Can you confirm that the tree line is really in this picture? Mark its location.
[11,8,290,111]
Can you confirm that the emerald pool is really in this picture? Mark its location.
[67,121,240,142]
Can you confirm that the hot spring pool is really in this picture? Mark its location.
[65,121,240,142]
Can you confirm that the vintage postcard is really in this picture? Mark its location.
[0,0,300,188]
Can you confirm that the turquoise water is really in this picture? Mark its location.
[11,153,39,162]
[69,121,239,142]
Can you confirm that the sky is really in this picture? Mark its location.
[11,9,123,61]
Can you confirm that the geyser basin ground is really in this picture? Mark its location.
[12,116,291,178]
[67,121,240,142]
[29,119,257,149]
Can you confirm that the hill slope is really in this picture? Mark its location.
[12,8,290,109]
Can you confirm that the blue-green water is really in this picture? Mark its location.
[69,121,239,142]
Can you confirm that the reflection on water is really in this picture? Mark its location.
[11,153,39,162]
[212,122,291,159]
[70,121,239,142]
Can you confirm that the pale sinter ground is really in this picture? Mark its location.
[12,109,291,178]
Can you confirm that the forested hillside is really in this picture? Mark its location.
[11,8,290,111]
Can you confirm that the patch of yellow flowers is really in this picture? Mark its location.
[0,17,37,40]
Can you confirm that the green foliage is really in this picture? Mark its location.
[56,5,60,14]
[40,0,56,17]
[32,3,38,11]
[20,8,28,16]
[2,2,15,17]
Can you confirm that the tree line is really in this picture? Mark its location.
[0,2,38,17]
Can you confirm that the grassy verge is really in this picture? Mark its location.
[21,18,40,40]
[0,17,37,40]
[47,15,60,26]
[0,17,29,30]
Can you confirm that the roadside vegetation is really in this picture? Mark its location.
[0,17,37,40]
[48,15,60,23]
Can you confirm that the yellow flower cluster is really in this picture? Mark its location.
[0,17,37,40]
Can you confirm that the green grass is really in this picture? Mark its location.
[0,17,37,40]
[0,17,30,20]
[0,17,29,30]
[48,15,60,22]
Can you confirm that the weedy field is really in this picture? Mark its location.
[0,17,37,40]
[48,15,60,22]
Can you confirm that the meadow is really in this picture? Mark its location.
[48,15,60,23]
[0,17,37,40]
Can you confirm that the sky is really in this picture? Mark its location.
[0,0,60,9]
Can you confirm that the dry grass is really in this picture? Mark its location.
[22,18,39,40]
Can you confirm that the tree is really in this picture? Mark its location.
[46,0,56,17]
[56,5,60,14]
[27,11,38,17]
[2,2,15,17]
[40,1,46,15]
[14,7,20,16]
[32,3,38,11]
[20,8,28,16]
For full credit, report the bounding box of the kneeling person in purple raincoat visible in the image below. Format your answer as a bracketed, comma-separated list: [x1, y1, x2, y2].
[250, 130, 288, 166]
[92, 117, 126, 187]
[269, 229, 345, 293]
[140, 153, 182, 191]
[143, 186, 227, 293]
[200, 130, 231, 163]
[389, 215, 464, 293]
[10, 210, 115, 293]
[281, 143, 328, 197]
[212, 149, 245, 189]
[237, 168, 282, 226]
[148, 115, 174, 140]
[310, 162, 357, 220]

TASK INSTRUCTIONS: Copy all of the lines above word for word, keeping every character and their order unchanged.

EXPECTED ANSWER:
Can you confirm that the tree line is really in this picture? Mark its location.
[11,8,290,111]
Can you confirm that the emerald pool is really in this picture? Mark its location.
[67,121,240,142]
Can you confirm that the hot spring pool is really in this picture? Mark its location.
[65,121,240,142]
Can you confirm that the vintage postcard is really in this picture? Mark its location.
[0,0,300,188]
Can you confirm that the turquoise water is really in this picture? Mark its location.
[11,153,39,162]
[69,121,239,142]
Can you confirm that the sky is really in this picture? Mark its location.
[11,9,123,61]
Can you confirm that the geyser basin ground is really in this picture? Mark its location.
[12,116,291,178]
[67,121,240,142]
[29,119,257,149]
Can you confirm that the hill slope is really in this picture? Mark its location.
[12,8,290,109]
Can you confirm that the blue-green water is really in this picture? Mark its location.
[69,121,239,142]
Can you confirm that the reflection on water is really in this picture? Mark its location.
[11,153,39,162]
[212,122,291,159]
[70,121,239,142]
Can you confirm that the pale sinter ground is really in this picture? Mark its location.
[12,109,291,178]
Can you confirm that the forested hillside is really in this picture? Mark its location.
[11,8,290,111]
Can you confirm that the patch of yellow flowers is really in this picture? Mark its location.
[0,17,37,40]
Can you confirm that the green foliage is really in this picture? Mark its location.
[56,5,60,14]
[40,0,56,17]
[32,3,38,11]
[20,8,28,16]
[2,2,15,17]
Can you confirm that the tree line is really in this picture? Mark its location.
[0,2,38,17]
Can you confirm that the grassy verge is really in this picture? Mark its location.
[21,18,40,40]
[0,17,37,40]
[47,15,60,26]
[0,17,29,30]
Can you confirm that the roadside vegetation is really in this picture? Mark its location.
[0,17,37,40]
[48,15,60,23]
Can you confirm that the yellow flower cluster is really in this picture? Mark its location.
[0,17,37,40]
Can you confirm that the green grass is really in this picture? Mark its location.
[0,17,37,40]
[0,17,30,20]
[0,17,29,30]
[48,15,60,22]
Can you confirm that the weedy field is really in this picture? Mark its location.
[0,17,37,40]
[48,15,60,22]
Can you confirm that the meadow is really in this picture? Mark its location.
[48,15,60,23]
[0,17,37,40]
Can you confirm that the sky is really in this picture? Mark its location.
[0,0,60,9]
Can you confirm that the dry grass is really in this picture? Mark its location.
[22,18,39,40]
Can you confirm that the tree is really in this picture? Mark its location.
[46,0,56,17]
[56,5,60,14]
[27,11,38,17]
[2,2,15,17]
[40,1,46,15]
[14,7,20,16]
[32,3,38,11]
[20,8,28,16]
For full credit, report the bounding box of the kneeling person in purple raincoat visible in the image below. Format your answer as a bracketed, comma-separated list: [x1, y1, x2, y2].
[250, 130, 288, 166]
[92, 117, 126, 187]
[269, 229, 345, 293]
[140, 153, 182, 191]
[143, 186, 227, 293]
[200, 130, 231, 163]
[389, 215, 464, 293]
[10, 210, 115, 293]
[281, 143, 328, 197]
[212, 149, 245, 189]
[237, 168, 282, 226]
[148, 115, 174, 140]
[310, 162, 357, 220]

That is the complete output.